╭──

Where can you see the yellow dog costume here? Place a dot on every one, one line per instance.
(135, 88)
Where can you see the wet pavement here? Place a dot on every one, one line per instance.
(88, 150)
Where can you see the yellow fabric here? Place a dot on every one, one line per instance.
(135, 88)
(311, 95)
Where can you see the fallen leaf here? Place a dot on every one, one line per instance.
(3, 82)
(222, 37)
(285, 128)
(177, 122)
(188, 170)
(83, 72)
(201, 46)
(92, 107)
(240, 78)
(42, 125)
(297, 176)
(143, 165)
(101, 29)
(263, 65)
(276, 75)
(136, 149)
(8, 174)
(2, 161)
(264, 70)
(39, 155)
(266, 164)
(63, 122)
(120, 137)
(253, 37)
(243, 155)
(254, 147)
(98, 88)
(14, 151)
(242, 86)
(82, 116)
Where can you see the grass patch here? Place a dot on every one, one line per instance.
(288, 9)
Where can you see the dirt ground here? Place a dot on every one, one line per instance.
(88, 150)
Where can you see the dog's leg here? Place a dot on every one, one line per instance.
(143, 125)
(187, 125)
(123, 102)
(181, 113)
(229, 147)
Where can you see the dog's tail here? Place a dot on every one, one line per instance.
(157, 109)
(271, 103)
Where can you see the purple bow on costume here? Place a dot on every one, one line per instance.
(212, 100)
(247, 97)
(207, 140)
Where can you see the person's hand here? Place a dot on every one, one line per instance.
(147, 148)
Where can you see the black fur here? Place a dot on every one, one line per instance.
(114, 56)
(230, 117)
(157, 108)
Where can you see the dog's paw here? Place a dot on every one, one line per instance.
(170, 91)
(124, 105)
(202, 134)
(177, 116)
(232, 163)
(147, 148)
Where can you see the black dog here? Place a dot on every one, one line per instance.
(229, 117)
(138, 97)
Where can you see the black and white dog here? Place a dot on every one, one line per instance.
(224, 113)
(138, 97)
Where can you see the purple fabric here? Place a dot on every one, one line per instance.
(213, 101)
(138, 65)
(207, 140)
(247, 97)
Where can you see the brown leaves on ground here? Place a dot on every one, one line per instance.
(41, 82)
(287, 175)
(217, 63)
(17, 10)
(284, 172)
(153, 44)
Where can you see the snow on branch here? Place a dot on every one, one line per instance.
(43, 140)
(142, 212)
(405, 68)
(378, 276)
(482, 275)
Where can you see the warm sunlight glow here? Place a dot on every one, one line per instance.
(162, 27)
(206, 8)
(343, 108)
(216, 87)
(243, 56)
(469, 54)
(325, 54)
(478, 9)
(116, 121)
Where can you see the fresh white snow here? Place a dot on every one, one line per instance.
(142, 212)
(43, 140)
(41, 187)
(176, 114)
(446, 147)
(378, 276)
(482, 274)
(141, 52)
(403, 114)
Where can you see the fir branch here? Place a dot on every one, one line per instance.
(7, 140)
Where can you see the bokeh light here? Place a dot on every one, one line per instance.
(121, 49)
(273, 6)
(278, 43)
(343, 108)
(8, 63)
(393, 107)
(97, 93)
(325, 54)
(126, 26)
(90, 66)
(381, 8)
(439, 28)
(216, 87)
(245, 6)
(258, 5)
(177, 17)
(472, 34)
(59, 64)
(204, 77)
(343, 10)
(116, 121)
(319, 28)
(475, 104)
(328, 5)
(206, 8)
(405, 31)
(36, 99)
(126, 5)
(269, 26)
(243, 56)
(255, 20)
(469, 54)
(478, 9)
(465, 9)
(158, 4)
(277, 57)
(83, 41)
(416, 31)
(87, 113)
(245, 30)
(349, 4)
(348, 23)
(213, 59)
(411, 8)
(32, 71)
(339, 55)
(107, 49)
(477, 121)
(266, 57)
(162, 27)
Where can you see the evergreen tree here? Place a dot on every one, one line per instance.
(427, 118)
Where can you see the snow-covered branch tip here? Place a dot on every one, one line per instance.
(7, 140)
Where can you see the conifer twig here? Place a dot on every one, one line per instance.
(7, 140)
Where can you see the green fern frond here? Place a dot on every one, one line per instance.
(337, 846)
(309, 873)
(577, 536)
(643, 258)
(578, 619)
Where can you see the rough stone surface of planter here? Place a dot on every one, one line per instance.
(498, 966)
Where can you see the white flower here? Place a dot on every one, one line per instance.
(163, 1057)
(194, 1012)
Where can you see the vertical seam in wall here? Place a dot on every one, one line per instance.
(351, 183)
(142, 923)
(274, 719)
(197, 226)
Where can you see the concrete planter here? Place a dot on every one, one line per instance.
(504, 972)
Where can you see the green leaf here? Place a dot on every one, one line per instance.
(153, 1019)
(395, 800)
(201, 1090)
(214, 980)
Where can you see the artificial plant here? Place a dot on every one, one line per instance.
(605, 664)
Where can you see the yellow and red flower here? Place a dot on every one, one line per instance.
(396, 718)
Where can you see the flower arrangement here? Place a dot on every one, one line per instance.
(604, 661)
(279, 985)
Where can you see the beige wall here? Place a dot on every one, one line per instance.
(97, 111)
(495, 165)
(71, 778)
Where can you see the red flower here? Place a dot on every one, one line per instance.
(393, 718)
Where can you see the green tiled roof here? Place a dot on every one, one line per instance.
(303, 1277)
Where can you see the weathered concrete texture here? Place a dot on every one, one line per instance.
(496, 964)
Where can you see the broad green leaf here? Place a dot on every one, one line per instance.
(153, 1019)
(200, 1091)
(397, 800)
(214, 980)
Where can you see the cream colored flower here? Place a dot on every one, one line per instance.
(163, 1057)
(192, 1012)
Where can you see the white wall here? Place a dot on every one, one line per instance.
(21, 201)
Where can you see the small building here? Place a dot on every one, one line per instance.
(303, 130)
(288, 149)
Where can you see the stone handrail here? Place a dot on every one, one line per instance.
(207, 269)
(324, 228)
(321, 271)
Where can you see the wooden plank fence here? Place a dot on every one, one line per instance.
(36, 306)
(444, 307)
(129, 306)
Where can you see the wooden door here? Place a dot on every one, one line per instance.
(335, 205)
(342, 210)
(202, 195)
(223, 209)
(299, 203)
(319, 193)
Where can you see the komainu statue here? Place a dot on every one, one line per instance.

╰──

▶ [What to produce] Repeat the data word for word. Leave nothing out.

▶ [Reply]
Where can you see the yellow dog costume here? Place a dot on every one, one line per instance.
(135, 88)
Where can you see the wet pavement here? Place a dot on every one, one line per instance.
(88, 150)
Where can you see the yellow fabric here? Place a dot on every one, one line per instance.
(135, 88)
(311, 95)
Where can you see the fallen leaf here? Place a dot on every one, one line per instance.
(3, 82)
(222, 37)
(285, 128)
(177, 122)
(188, 170)
(83, 72)
(201, 46)
(92, 107)
(240, 78)
(42, 125)
(297, 176)
(143, 165)
(101, 29)
(263, 65)
(276, 75)
(136, 149)
(8, 174)
(2, 161)
(264, 70)
(39, 155)
(266, 164)
(63, 122)
(120, 137)
(253, 37)
(243, 155)
(254, 147)
(98, 88)
(14, 151)
(242, 86)
(82, 116)
Where can you see the grass patch here? Place a dot on every one, one line per instance.
(288, 9)
Where can you see the dirt ground here? Place a dot on every one, one line per instance.
(88, 150)
Where can you see the dog's leg here? Place a dot on every one, one line per instance.
(143, 125)
(187, 125)
(123, 102)
(181, 113)
(229, 147)
Where can you see the dog's tail here? Place a dot on every one, one line per instance.
(157, 109)
(271, 103)
Where can you see the purple bow on costume here? Place a dot on every one, one line per instance.
(212, 100)
(247, 97)
(207, 140)
Where can you see the person's hand here? Place a dot on every one, one line per instance.
(147, 148)
Where can you see the black fur here? Place a dot on every one, one line per instance.
(114, 56)
(230, 117)
(157, 108)
Where can you see the dog's paw here? Place a dot on every one, one line per instance.
(170, 91)
(124, 105)
(202, 134)
(177, 116)
(232, 163)
(147, 148)
Where can you see the black dog here? Place a dot on every one, one line per instance.
(229, 117)
(138, 97)
Where can you see the black and white dog here? Place a dot on every one, one line per instance.
(224, 113)
(138, 97)
Where can you see the purple fabric here? Place a dot on every one, one line per instance.
(213, 101)
(138, 65)
(207, 140)
(247, 97)
Where can you see the brown leaves on ground here? Place a dot on every one, one line per instance.
(41, 82)
(287, 175)
(217, 63)
(17, 10)
(284, 172)
(153, 44)
Where can you see the snow on branch here? Place a dot on every one, one line per instance.
(43, 140)
(142, 212)
(405, 68)
(378, 276)
(482, 275)
Where can you see the warm sunlight glow here? Place a dot on every one, one line per instance.
(162, 27)
(206, 8)
(343, 108)
(216, 87)
(243, 56)
(469, 54)
(325, 54)
(478, 9)
(116, 121)
Where can you see the fresh white snow here? Place a dot on every one, one line per instance.
(142, 212)
(43, 140)
(41, 187)
(176, 114)
(446, 147)
(378, 276)
(482, 274)
(141, 52)
(403, 114)
Where can you see the fir branch here? Place a dot on every one, one line per instance.
(7, 140)
Where can you see the bokeh light here? Place a dot on every one, one line per instance.
(121, 49)
(273, 6)
(278, 43)
(343, 108)
(8, 63)
(393, 107)
(97, 93)
(325, 54)
(126, 26)
(90, 66)
(381, 8)
(439, 28)
(216, 87)
(245, 6)
(258, 5)
(177, 17)
(472, 34)
(59, 64)
(204, 77)
(343, 10)
(116, 121)
(319, 28)
(475, 104)
(328, 5)
(206, 8)
(405, 31)
(36, 99)
(126, 5)
(269, 26)
(243, 56)
(255, 20)
(469, 54)
(478, 9)
(465, 9)
(158, 4)
(277, 57)
(83, 41)
(416, 31)
(87, 113)
(245, 30)
(349, 4)
(348, 23)
(213, 59)
(411, 8)
(32, 71)
(339, 55)
(107, 49)
(477, 121)
(266, 57)
(162, 27)
Where can you see the evergreen tree here? Place a dot on every one, one line per instance.
(427, 118)
Where can you see the snow-covered branch tip here? Place a dot on every one, one line per instance.
(7, 140)
Where can you see the conifer twig here? Place a dot on every one, one line per instance.
(7, 140)
Where can you see the green fern frond here? Place a dot on every one, one line per instance.
(337, 846)
(309, 873)
(577, 536)
(643, 258)
(578, 619)
Where can you see the rough stone surface of planter here? Place a dot on every one, one line per instance.
(498, 966)
Where can you see the white flower here? Place a dot on every one, one line per instance.
(163, 1057)
(194, 1012)
Where can you see the vertical seam in wall here? Place a dot on every one, one line per instance.
(351, 183)
(142, 923)
(274, 719)
(197, 226)
Where can you see the concrete planter here? Place a dot on every one, one line per instance.
(504, 972)
Where can you see the green leaf here? Place a dot on every one, one line per instance.
(153, 1019)
(395, 800)
(201, 1090)
(214, 980)
Where can you see the artificial plant here? Place a dot on every one, one line per instance.
(605, 664)
Where can you see the yellow and red flower here? Place a dot on every one, one line per instance.
(396, 718)
Where can you see the flower arrangement here? Place a dot on every one, one line per instance.
(604, 661)
(279, 985)
Where can you see the beige wall here? Place a dot on every one, one line per instance.
(97, 111)
(495, 165)
(71, 778)
Where can you see the red flower here? Place a dot on every one, one line per instance.
(393, 718)
Where can you see the green tiled roof here? Place a dot on every one, one line per instance.
(303, 1277)
Where can you see the weathered concrete texture here? Place a dot on every one, one line per instance.
(496, 964)
Where can you see the broad green leaf here? Place a dot on every one, one line per instance.
(153, 1019)
(200, 1091)
(397, 800)
(214, 980)
Where can you see the cream colored flower here? Place a dot on every one, one line per instance.
(163, 1057)
(192, 1012)
Where can you see the white wall here? Place a dot on every one, one line per instance.
(21, 201)
Where can you see the small building here? Place a dot on every one, one line per instance.
(303, 130)
(288, 149)
Where can you see the stone handrail here? Place a dot on every one, one line per instance.
(207, 269)
(324, 228)
(321, 271)
Where can you see the wooden plank fence here? Place a dot on every one, one line per instance.
(36, 306)
(444, 307)
(129, 306)
Where can you see the wooden door here? Place a dot on every one, one line per instance.
(335, 205)
(342, 210)
(202, 195)
(223, 209)
(299, 203)
(319, 193)
Where can you see the komainu statue here? Place a dot on every one, one line per instance.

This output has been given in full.